__SET EXERCISE__. Please render the records from the line containing "Can you find the snake head" through the end of the records, both ends included, as a JSON list of strings with one string per line and blank lines omitted. Leave the pictures out.

>> Start SUPPLIED MATERIAL

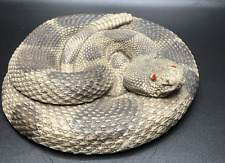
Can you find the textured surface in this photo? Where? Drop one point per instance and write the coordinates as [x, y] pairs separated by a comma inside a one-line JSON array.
[[147, 118]]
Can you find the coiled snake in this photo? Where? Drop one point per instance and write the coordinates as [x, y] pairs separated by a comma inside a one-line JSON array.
[[98, 84]]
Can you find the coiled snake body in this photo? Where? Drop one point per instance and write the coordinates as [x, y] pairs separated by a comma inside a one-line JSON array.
[[98, 84]]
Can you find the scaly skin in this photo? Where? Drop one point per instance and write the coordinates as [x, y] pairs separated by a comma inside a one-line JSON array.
[[97, 84]]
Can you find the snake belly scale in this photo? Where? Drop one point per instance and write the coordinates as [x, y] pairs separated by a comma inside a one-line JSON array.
[[96, 84]]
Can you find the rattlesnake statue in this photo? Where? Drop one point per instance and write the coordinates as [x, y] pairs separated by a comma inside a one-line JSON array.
[[97, 84]]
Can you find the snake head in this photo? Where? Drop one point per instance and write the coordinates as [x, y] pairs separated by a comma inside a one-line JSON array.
[[153, 77]]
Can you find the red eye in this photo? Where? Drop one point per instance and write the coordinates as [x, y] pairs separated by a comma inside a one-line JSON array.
[[154, 77]]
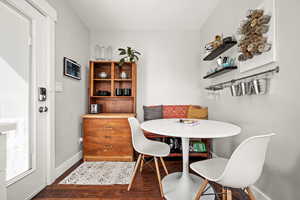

>> End SUPPLIED MATERIAL

__PROBLEM SOLUTION__.
[
  "Can you find the snake head in this photo? Where? Drop one point per instance and write the coordinates as [x, y] pairs separated by a comma inside a one-line JSON array.",
  "[[153, 77]]",
  "Can you find the red eye in this photo? Where? Drop one point per instance and write the coordinates as [x, y] pairs separated by a comma inside a one-line JSON array.",
  "[[154, 77]]"
]